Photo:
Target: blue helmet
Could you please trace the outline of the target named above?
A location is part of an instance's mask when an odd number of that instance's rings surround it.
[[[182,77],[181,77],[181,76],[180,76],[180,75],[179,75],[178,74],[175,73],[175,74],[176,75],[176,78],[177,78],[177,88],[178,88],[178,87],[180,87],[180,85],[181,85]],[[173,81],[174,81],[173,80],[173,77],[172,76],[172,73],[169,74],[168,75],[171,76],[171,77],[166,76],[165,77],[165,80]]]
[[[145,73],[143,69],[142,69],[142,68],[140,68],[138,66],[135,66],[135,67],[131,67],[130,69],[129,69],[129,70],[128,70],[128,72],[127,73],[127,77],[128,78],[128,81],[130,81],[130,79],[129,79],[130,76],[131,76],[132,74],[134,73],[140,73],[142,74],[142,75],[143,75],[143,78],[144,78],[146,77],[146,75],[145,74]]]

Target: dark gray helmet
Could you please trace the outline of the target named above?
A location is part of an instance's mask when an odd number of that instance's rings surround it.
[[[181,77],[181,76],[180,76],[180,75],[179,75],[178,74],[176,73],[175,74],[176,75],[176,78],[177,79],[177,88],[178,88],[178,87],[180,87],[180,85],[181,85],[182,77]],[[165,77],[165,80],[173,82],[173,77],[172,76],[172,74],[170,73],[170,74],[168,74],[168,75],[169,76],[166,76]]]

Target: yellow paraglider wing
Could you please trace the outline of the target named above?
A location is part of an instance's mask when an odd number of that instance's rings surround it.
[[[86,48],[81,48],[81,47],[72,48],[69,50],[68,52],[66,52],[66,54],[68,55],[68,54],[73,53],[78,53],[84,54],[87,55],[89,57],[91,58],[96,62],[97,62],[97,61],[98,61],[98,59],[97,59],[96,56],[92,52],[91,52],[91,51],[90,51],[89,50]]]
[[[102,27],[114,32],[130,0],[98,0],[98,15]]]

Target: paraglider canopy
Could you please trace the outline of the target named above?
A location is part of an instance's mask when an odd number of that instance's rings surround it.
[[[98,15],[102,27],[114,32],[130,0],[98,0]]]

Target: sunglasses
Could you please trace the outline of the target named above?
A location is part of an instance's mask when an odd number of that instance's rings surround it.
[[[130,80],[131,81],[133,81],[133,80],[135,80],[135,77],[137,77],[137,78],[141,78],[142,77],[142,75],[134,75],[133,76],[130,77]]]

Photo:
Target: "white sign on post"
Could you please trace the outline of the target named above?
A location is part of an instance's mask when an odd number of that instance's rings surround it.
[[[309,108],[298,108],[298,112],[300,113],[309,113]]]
---
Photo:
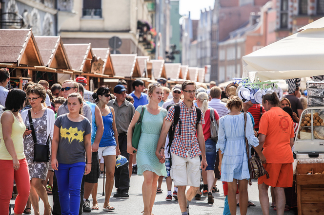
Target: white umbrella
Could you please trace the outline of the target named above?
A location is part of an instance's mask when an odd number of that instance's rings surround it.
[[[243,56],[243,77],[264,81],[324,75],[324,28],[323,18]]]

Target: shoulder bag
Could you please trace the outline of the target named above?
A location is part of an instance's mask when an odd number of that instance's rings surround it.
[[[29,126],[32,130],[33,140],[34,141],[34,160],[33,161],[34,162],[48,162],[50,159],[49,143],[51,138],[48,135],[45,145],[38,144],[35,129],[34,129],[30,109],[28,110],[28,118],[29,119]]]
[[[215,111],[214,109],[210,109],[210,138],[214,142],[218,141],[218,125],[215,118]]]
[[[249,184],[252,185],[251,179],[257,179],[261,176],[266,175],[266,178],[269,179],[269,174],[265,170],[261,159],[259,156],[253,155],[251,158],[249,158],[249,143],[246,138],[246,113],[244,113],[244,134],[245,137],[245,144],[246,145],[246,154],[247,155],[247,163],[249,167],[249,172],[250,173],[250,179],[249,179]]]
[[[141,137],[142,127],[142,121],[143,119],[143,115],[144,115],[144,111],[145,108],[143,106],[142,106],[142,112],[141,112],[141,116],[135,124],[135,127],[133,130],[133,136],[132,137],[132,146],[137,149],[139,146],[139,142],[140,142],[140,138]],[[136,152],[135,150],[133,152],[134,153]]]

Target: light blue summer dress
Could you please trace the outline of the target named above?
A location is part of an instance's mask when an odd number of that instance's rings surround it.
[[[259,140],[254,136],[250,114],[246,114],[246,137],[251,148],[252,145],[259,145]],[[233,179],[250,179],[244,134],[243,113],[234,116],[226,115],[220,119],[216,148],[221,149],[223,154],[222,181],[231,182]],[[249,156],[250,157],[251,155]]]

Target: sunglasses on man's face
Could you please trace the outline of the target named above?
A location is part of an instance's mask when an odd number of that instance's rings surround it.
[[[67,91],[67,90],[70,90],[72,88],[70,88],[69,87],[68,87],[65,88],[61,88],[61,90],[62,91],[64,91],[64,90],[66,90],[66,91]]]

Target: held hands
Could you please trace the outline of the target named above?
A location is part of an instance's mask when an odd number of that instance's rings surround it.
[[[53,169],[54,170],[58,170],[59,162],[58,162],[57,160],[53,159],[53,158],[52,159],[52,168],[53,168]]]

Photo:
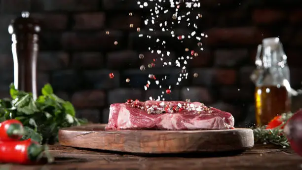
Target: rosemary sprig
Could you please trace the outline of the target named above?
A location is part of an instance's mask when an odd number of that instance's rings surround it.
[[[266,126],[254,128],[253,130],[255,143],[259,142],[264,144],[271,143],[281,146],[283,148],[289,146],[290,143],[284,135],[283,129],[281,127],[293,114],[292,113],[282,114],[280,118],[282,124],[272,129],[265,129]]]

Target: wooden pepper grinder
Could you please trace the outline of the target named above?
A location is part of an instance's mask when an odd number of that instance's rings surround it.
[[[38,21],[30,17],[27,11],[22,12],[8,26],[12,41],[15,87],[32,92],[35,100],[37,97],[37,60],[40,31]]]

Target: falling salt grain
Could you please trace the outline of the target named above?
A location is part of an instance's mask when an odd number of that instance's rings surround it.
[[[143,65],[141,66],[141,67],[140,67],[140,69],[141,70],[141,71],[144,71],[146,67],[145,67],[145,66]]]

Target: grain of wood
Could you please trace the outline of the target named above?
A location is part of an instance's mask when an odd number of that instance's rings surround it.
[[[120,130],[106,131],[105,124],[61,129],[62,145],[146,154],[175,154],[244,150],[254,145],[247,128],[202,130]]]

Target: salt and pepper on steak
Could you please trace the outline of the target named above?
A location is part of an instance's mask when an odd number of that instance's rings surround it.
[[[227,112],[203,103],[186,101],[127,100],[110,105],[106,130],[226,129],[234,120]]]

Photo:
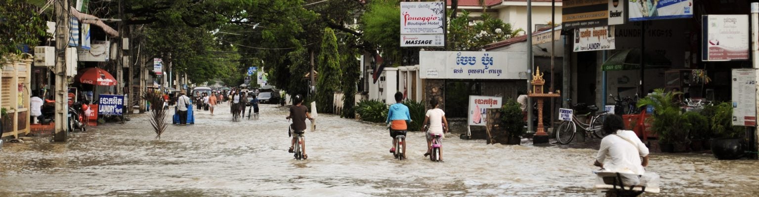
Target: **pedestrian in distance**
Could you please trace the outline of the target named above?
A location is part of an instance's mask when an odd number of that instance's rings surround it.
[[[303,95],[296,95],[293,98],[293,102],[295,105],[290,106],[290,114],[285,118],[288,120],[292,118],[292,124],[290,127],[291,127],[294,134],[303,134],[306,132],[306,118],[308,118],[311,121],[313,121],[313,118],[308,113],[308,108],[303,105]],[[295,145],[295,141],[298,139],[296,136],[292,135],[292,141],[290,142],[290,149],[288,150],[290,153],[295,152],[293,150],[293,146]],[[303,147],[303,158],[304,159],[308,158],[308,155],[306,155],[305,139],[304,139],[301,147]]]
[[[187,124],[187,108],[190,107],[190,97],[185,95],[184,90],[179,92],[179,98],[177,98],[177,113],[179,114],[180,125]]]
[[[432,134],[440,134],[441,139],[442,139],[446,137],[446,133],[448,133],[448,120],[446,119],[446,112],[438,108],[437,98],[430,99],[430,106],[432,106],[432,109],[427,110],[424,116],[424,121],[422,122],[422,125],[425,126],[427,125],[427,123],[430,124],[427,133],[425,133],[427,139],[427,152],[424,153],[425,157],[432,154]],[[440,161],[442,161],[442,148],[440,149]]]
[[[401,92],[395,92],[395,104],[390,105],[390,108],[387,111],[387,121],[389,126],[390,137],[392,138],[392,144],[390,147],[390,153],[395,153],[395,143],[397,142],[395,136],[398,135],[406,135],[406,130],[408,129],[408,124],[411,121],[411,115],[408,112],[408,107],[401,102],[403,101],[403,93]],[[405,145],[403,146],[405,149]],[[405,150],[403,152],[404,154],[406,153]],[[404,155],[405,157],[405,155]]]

[What is asked] Locate every line in the entries above that contains the word "helmet", and copy each of those lines in full.

[Exercise output]
Target: blue helmet
Target: dark gray helmet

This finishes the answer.